**WHAT NEEDS TO BE DONE**.
Restate exactly, and only, the lines from the one containing "box: [307, 48, 316, 97]" through the end of the entries, keeping both endpoints.

**GIVEN RECORDS**.

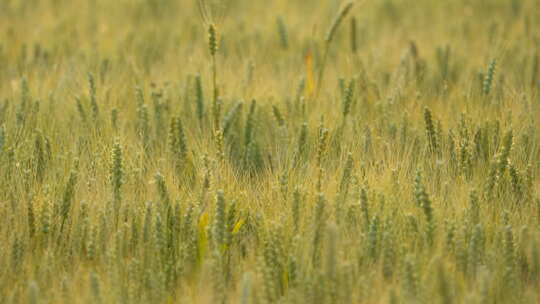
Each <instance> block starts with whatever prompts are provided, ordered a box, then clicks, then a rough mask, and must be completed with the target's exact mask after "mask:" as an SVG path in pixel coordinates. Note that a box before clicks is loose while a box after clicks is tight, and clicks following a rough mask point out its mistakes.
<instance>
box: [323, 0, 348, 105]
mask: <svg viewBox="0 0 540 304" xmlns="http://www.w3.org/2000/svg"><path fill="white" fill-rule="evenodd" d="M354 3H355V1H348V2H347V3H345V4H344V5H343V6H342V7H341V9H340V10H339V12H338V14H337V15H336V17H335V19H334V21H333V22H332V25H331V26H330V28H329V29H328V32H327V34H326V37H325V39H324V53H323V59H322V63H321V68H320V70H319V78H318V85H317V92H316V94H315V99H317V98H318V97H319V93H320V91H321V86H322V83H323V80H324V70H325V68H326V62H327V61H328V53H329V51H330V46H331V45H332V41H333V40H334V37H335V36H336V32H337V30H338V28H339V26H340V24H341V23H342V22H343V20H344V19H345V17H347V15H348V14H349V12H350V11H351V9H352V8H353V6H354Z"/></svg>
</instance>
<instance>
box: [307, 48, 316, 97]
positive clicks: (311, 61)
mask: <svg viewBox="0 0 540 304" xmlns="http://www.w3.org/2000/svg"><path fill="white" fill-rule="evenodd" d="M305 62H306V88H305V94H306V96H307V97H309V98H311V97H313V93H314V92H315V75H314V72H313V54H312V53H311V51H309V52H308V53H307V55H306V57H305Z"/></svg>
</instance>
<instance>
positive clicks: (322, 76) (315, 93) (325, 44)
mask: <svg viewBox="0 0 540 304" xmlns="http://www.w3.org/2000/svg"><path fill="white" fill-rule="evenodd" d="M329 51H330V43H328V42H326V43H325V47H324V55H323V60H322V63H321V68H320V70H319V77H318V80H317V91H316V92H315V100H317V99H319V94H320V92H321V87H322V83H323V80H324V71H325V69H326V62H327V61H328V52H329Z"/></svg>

**YOUR SOLUTION**.
box: [307, 48, 316, 97]
positive clicks: (311, 61)
mask: <svg viewBox="0 0 540 304" xmlns="http://www.w3.org/2000/svg"><path fill="white" fill-rule="evenodd" d="M305 62H306V88H305V94H306V96H307V97H309V98H311V97H313V93H314V92H315V75H314V72H313V54H312V53H311V51H309V52H308V53H307V55H306V57H305Z"/></svg>
</instance>
<instance>
positive clicks: (322, 76) (315, 93) (325, 44)
mask: <svg viewBox="0 0 540 304" xmlns="http://www.w3.org/2000/svg"><path fill="white" fill-rule="evenodd" d="M329 51H330V43H328V42H326V43H325V47H324V55H323V60H322V63H321V68H320V70H319V77H318V80H317V91H316V92H315V100H317V99H319V94H320V92H321V87H322V83H323V80H324V71H325V69H326V62H327V61H328V52H329Z"/></svg>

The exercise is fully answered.